## Instruções de trabalho
Extraia dos dados abaixo todas as linhas em que aparece a palavra "crust".

## Dados da tarefa
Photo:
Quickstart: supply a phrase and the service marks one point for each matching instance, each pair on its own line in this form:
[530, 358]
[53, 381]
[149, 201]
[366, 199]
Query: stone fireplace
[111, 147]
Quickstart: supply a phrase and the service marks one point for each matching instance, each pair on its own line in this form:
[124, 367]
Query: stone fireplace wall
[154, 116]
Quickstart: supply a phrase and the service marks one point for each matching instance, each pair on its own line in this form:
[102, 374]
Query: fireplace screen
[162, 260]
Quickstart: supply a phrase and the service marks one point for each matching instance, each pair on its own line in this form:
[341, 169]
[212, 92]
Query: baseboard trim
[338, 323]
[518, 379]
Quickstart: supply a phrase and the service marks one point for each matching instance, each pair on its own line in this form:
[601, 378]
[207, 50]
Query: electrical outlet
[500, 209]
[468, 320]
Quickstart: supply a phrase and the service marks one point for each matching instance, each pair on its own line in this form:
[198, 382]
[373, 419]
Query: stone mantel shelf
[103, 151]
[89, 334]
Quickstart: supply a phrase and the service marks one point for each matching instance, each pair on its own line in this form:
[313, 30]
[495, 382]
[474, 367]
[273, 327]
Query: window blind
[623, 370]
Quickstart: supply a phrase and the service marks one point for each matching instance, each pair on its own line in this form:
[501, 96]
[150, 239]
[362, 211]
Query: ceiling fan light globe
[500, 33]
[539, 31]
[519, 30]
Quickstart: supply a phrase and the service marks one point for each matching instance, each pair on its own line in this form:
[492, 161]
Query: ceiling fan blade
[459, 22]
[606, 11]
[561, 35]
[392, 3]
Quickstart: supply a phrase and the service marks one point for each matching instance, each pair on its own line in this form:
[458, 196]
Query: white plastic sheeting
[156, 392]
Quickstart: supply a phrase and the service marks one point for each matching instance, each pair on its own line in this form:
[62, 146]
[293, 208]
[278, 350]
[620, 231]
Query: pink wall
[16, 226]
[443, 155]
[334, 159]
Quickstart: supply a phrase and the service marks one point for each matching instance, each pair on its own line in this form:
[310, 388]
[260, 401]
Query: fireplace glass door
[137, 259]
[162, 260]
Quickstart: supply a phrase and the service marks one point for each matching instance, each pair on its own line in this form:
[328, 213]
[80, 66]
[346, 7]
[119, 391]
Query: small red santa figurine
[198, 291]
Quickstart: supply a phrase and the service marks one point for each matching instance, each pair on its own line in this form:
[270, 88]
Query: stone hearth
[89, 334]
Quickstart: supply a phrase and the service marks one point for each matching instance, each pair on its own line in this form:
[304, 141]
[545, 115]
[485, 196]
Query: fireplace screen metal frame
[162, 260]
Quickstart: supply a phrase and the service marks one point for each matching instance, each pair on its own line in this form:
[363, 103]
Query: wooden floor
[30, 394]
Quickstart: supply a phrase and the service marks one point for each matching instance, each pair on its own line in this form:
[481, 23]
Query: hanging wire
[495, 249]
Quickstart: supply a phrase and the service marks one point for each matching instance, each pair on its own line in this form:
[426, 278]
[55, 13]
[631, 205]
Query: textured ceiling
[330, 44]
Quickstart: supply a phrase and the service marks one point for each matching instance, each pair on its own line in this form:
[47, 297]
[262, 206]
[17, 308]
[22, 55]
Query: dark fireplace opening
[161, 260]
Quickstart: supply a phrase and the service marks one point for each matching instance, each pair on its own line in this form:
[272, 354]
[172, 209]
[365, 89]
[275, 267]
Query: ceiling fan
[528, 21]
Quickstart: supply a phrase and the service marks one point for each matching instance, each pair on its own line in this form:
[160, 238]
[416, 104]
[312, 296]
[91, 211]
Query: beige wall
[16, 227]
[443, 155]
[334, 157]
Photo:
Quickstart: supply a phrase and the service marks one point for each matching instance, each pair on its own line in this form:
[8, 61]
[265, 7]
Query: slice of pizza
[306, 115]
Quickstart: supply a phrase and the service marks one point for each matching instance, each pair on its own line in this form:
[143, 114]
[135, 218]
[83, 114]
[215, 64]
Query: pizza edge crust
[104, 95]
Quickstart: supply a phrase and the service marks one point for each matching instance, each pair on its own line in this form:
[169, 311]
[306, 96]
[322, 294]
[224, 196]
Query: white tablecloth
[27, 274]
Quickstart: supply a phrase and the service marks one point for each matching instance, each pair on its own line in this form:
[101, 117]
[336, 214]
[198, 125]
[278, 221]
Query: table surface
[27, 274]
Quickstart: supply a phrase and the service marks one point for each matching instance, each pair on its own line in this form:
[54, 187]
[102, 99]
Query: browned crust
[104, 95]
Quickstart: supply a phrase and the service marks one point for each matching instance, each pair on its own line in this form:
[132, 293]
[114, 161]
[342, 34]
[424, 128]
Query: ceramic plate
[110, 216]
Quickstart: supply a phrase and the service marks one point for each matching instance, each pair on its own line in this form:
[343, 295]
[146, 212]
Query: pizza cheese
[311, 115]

## Solução
Query: pizza edge crust
Query: browned crust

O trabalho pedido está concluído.